• [Work task 1] Please print the passage in the remarks on geographic information retrieval from "Thank you. My" up to and including "folks in the UK.".
• [Work task 2] Summarize the remarks on geographic information retrieval in two sentences.

======== Study text ========

Thank you. My current area is primarily digital libraries and I am involved with both the NSF-NASA-DARPA digital library project on the Berkeley campus, which is now in its second funding round, and I am also the PI on one of the new NSF international digital library grants where I will be cooperating with a lot of folks in the UK.
My perspective is as an information retrieval researcher, and so I am primarily concerned with the IR aspects of digital gazetteers for text retrieval and indexing and also for retrieving other types of materials which I will lump under multi-media retrieval - everything from images to various videos, whatever you can imagine. There are things that may have places associated with them, and for a digital library we are combining all these different types of information into that digital library. It would be very nice to be able to index them and retrieve them, based on geographic information. The term I refer to this by is GIR, or Geographic Information Retrieval, which I think I coined. There was discussion a few years back on the Geolist of what are we going to call this stuff, where we are using the World Wide Web and everything now to do searching based on geographic stuff, and I suggested, why not just call it GIR - Geographic Information Retrieval. That has become a very important component of digital libraries these days.
I was very pleased to see the freebie copies of Distributed Geolibraries. I had already bought mine from Amazon, so I had it here to show around and of course they beat me to it.

======== Provided data ========

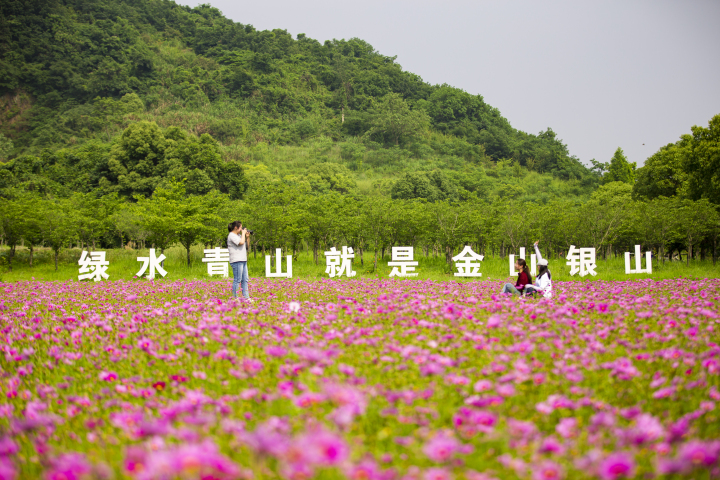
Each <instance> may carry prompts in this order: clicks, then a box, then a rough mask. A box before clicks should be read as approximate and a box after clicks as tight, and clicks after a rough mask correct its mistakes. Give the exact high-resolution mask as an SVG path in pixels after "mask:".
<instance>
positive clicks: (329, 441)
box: [297, 430, 349, 466]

========

• [Worked solution 1]
Thank you. My current area is primarily digital libraries and I am involved with both the NSF-NASA-DARPA digital library project on the Berkeley campus, which is now in its second funding round, and I am also the PI on one of the new NSF international digital library grants where I will be cooperating with a lot of folks in the UK.

• [Worked solution 2] The speaker works mainly on digital libraries, both on the NSF-NASA-DARPA digital library project at Berkeley and as PI on a new NSF international digital library grant involving collaboration with people in the UK. As an information retrieval researcher, the speaker focuses on using digital gazetteers to index and retrieve text and multimedia materials by geographic information, an area the speaker calls Geographic Information Retrieval (GIR) and regards as a very important component of digital libraries.